Selected articles Decemeber 2014:
The redoxome – a complicated system that can react in unexpected ways
Intricacies of Redoxome Function Demonstrated with a Simple In vitro Chemiluminescence Method, with Special Reference to Vitamin B12 as Antioxidant
Bøyum, R. J. Forstrøm, I. Sefland, K. L. Sand andH. B. Benestad
In this publication, the authors examine if a simple, in vitro chemiluminiscence set-up with redox components from human polymorphonuclerar neutrophils (PMN) and red blood cells (RBC) can clarify some unexplained workings of the redoxome. The authors present proof-of-principle evidence that the assay can assess redox effects, and demonstrate the intricacies of redox reactions.
The redox potential is determined by an interacting system of redox enzymes and sulfhydryl proteins, as well as their substrates: smaller molecules such as NADPH/NADP and superoxide – they all together constitute the redoxome.
The redoxome can be said to ”buffer” a cell´s electrochemical (redox) potential similarly to how buffering of pH is important for the function of enzymes and other cellular constituents.
Arne Bøyum, MD, is a senior investigator, 86 years old, and the first author of the paper. He designed the experiments and did most of the laboratory work.

> [Data below]:
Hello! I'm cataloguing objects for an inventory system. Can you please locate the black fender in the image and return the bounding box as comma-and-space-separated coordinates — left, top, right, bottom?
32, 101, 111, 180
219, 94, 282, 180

> [Task set]:
(a) Answer these questions about the redoxome text, one answer per line:
(i) Which two kinds of human cells supply the redox components in the in vitro set-up?
(ii) The redoxome is compared to the buffering of what?
(iii) How old is the first author of the paper?
(b) From the redoxome text, write out the passage starting at "The redox potential" and ending at "constitute the redoxome.".
(c) In the redoxome text, rewrite the paragraph beginning "The redox potential is determined" as a short list that keeps its main facts.

> [Answers given]:
(a)
(i) Polymorphonuclear neutrophils (PMN) and red blood cells (RBC)
(ii) pH
(iii) 86 years old

(b)
The redox potential is determined by an interacting system of redox enzymes and sulfhydryl proteins, as well as their substrates: smaller molecules such as NADPH/NADP and superoxide – they all together constitute the redoxome.

(c)
The redoxome is the interacting system that determines the redox potential. It consists of:
- redox enzymes
- sulfhydryl proteins
- their substrates, smaller molecules such as NADPH/NADP and superoxide